[BEGIN]

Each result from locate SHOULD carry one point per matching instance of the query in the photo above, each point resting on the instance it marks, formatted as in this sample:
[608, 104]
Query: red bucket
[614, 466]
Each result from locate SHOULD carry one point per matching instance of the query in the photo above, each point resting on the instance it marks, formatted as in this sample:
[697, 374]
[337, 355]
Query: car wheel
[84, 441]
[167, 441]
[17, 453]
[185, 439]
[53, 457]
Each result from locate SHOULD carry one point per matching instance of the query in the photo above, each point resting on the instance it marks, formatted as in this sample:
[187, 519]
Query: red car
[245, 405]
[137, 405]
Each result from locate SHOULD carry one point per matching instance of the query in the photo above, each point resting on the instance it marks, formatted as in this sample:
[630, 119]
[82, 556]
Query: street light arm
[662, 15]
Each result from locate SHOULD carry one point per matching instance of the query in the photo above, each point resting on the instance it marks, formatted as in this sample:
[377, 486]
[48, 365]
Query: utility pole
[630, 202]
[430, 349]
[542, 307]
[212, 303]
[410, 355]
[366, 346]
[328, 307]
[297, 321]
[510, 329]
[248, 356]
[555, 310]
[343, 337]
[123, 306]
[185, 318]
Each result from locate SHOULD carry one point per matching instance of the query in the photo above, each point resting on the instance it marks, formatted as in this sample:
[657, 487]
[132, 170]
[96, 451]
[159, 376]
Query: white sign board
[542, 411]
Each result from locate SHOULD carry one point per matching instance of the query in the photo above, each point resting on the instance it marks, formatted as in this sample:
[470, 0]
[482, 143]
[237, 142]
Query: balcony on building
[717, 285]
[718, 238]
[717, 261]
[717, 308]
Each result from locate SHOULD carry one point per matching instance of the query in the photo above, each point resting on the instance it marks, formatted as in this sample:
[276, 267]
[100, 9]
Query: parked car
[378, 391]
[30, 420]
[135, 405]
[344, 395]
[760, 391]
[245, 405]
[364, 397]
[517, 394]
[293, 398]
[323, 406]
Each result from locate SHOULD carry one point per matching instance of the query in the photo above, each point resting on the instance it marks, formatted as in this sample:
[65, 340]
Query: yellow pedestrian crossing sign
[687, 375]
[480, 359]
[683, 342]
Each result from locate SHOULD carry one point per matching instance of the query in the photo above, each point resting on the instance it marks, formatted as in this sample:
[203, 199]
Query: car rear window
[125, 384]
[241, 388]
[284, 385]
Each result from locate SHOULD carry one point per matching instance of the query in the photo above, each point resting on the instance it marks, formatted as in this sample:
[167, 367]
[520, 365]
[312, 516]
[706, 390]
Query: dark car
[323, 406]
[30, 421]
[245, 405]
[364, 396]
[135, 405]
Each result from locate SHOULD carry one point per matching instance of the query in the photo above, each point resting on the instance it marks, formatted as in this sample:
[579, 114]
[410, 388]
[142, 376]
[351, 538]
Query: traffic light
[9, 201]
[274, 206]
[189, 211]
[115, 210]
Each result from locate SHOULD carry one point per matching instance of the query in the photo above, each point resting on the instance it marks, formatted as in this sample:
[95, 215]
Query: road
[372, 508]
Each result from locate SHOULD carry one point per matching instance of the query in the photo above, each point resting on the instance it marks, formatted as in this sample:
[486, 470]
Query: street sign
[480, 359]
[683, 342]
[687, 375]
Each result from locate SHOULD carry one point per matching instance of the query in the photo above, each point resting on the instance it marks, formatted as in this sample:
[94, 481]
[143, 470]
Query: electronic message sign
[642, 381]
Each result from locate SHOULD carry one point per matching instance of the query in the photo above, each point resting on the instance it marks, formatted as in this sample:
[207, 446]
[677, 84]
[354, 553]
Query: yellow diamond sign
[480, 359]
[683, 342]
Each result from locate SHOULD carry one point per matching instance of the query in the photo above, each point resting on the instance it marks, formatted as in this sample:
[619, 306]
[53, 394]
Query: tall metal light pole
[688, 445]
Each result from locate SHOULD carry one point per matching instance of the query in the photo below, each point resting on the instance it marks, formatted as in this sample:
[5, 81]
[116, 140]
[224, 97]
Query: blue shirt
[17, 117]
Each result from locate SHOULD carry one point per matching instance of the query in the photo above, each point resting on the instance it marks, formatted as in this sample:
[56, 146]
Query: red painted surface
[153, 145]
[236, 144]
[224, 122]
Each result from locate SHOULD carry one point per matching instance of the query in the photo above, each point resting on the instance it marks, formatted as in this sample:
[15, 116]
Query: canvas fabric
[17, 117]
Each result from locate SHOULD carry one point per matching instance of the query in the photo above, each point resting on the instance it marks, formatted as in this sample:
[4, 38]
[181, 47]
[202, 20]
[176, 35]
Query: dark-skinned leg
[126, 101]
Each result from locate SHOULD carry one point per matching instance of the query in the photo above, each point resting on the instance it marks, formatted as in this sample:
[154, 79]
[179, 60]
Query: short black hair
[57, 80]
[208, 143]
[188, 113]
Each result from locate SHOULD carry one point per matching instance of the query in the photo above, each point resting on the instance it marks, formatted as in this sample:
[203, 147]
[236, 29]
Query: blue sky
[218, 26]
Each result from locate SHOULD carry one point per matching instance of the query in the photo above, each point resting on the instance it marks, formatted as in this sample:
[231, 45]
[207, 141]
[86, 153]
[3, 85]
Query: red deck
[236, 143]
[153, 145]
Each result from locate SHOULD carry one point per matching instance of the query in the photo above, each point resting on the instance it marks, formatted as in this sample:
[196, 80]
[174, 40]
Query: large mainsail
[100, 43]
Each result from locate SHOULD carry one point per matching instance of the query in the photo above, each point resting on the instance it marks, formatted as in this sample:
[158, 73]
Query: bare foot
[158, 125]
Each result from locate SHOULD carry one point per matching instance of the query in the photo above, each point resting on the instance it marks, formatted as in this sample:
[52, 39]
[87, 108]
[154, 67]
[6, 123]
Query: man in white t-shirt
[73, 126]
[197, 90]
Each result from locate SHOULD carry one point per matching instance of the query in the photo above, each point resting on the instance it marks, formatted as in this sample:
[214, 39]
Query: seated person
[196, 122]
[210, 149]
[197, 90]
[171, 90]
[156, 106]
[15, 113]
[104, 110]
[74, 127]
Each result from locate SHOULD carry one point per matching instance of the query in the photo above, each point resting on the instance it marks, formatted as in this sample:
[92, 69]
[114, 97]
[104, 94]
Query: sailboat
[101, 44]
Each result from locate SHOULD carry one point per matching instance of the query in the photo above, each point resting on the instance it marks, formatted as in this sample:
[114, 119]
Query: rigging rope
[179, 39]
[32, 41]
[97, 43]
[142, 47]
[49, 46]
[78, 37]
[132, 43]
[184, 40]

[END]

**What you are asked to do:**
Copy the records above exactly.

**Correct response:**
Each result from locate SHOULD carry one point per matching instance of the query in the photo above, each point resting on the instance it marks, formatted as in this sample:
[608, 104]
Query: red bucket
[614, 466]
Each result from locate SHOULD carry one point per matching instance of the query in the photo above, each point resting on the instance it marks, formatted as in this sample:
[697, 374]
[337, 355]
Query: car wheel
[84, 441]
[167, 441]
[17, 453]
[185, 439]
[53, 457]
Each result from locate SHOULD carry one point per matching instance of the query in the photo above, each point resting on the instance it marks, formatted as in this sample:
[187, 519]
Query: red car
[245, 405]
[137, 405]
Each result from locate SHOULD carry one point per matching instance of the query in the photo above, each point resting on the instance it marks, formatted as in this sample:
[630, 119]
[82, 556]
Query: street light arm
[662, 15]
Each result from locate SHOULD carry one point per matching instance of the query in the photo above, each point resting on the instance it marks, formatted as in this sample:
[377, 486]
[48, 365]
Query: utility pole
[630, 202]
[430, 349]
[542, 307]
[212, 303]
[410, 355]
[366, 346]
[328, 307]
[297, 321]
[510, 329]
[248, 356]
[555, 310]
[343, 337]
[123, 306]
[185, 318]
Each result from locate SHOULD carry one point per matching instance of the query in the photo above, each point resting on the instance it marks, formatted as in this sample:
[657, 487]
[132, 170]
[96, 451]
[159, 376]
Query: white sign board
[542, 411]
Each result from locate SHOULD carry one point per matching instance of the query in the photo above, each point resting on the instance it marks, formatted as in this sample:
[470, 0]
[482, 143]
[237, 142]
Query: balcony on building
[717, 285]
[718, 238]
[717, 261]
[717, 308]
Each result from locate SHOULD carry one point per matching instance of the query in the photo above, each point resting on the instance it marks, formatted as in this sample:
[276, 267]
[100, 9]
Query: parked car
[378, 391]
[30, 420]
[135, 405]
[344, 395]
[760, 391]
[245, 405]
[364, 397]
[517, 394]
[293, 398]
[323, 406]
Each result from locate SHOULD carry one point per matching instance of the query in the photo above, each point resting on the instance it marks, formatted as in this sample:
[65, 340]
Query: yellow pedestrian crossing sign
[687, 375]
[480, 359]
[683, 342]
Each result from locate SHOULD carry one point per matching instance of the query in the photo above, each point resting on the instance it marks, formatted as in this sample:
[203, 199]
Query: car rear window
[125, 384]
[241, 388]
[284, 385]
Each result from locate SHOULD carry one point per matching instance of the query in the photo above, each point resting on the instance it marks, formatted as in this sample:
[167, 367]
[520, 365]
[312, 516]
[706, 390]
Query: dark car
[323, 406]
[30, 421]
[245, 405]
[364, 396]
[135, 405]
Each result from locate SHOULD carry one point per matching instance of the query in the photo above, each point resting on the instance it marks, formatted as in this sample:
[579, 114]
[410, 388]
[142, 376]
[351, 538]
Query: traffic light
[9, 201]
[274, 206]
[189, 211]
[115, 210]
Each result from locate SHOULD carry one point per matching instance of the query in the photo above, each point resting on the instance it marks, formatted as in this sample:
[95, 215]
Query: road
[372, 508]
Each result from locate SHOULD carry one point per matching instance of the query in the photo above, each point resting on the instance it marks, formatted as in this sample:
[486, 470]
Query: street sign
[480, 359]
[683, 342]
[687, 375]
Each result from locate SHOULD carry one point per matching instance of the query in the photo above, each point resting on the instance it marks, formatted as in this sample:
[94, 481]
[143, 470]
Query: electronic message sign
[642, 381]
Each result from locate SHOULD carry one point per matching instance of the query in the photo above, each point resting on the instance it marks, formatted as in this sample:
[207, 446]
[677, 84]
[354, 553]
Query: yellow diamond sign
[480, 359]
[683, 342]
Each result from locate SHOULD carry one point per matching instance of the query in the photo above, each point resting on the instance it marks, formatted as in this sample:
[619, 306]
[53, 394]
Query: tall metal light pole
[688, 445]
Each result from locate SHOULD carry one point per matching instance of the query in the photo below, each point resting on the instance it marks, formatted as in this sample:
[5, 81]
[116, 140]
[224, 97]
Query: blue shirt
[17, 117]
Each result from locate SHOULD carry one point per matching instance of the query in the photo above, each point resting on the instance it marks, formatted as in this sample:
[56, 146]
Query: red painted surface
[153, 145]
[236, 144]
[224, 122]
Each result from locate SHOULD carry one point per matching instance of the query in the photo above, each point resting on the instance it marks, formatted as in this sample:
[15, 116]
Query: canvas fabric
[17, 117]
Each result from locate SHOULD carry one point per matching instance of the query in the photo above, each point resting on the instance it marks, formatted as in this sample:
[4, 38]
[181, 47]
[202, 20]
[176, 35]
Query: dark-skinned leg
[126, 101]
Each result from locate SHOULD carry one point per matching instance of the query in the photo above, each point resting on the instance it marks, formatted as in this sample:
[154, 79]
[179, 60]
Query: short black hair
[57, 80]
[208, 143]
[188, 113]
Each result from locate SHOULD carry one point per matching instance of the query in the photo above, each point resting on the instance it marks, formatted as in this sample:
[203, 147]
[236, 29]
Query: blue sky
[218, 26]
Each result from locate SHOULD carry one point per matching instance of the query in the photo above, each point resting on the instance it marks, formatted as in this sample:
[231, 45]
[207, 141]
[86, 153]
[3, 85]
Query: red deck
[236, 143]
[153, 145]
Each result from locate SHOULD carry one point per matching instance of the query in the photo above, each point resting on the instance it marks, formatted as in this sample:
[196, 80]
[174, 40]
Query: large mainsail
[100, 43]
Each result from locate SHOULD carry one point per matching instance of the query in the photo above, each point resting on the instance it marks, formatted as in this sample:
[158, 73]
Query: bare foot
[158, 125]
Each result from locate SHOULD carry one point per matching instance of the query in the photo above, each point resting on the instance it marks, formatted as in this sample:
[52, 39]
[87, 108]
[154, 67]
[6, 123]
Query: man in white t-shirt
[73, 126]
[197, 90]
Each result from locate SHOULD carry one point per matching instance of the query in the photo above, each point resting on the instance it marks, formatted as in this sample:
[214, 39]
Query: seated person
[196, 122]
[210, 149]
[197, 90]
[171, 90]
[156, 106]
[15, 113]
[104, 110]
[74, 127]
Each result from locate SHOULD carry one point per matching instance of the query in the photo above, each point resting on the instance it marks, formatted as in this sample:
[92, 69]
[114, 97]
[104, 94]
Query: sailboat
[101, 44]
Each result from locate SHOULD carry one point per matching instance of the query in the photo above, each point resting on the instance it marks, formatted as in this sample:
[114, 119]
Query: rigging rope
[179, 39]
[32, 41]
[97, 43]
[142, 47]
[49, 46]
[78, 37]
[132, 43]
[184, 40]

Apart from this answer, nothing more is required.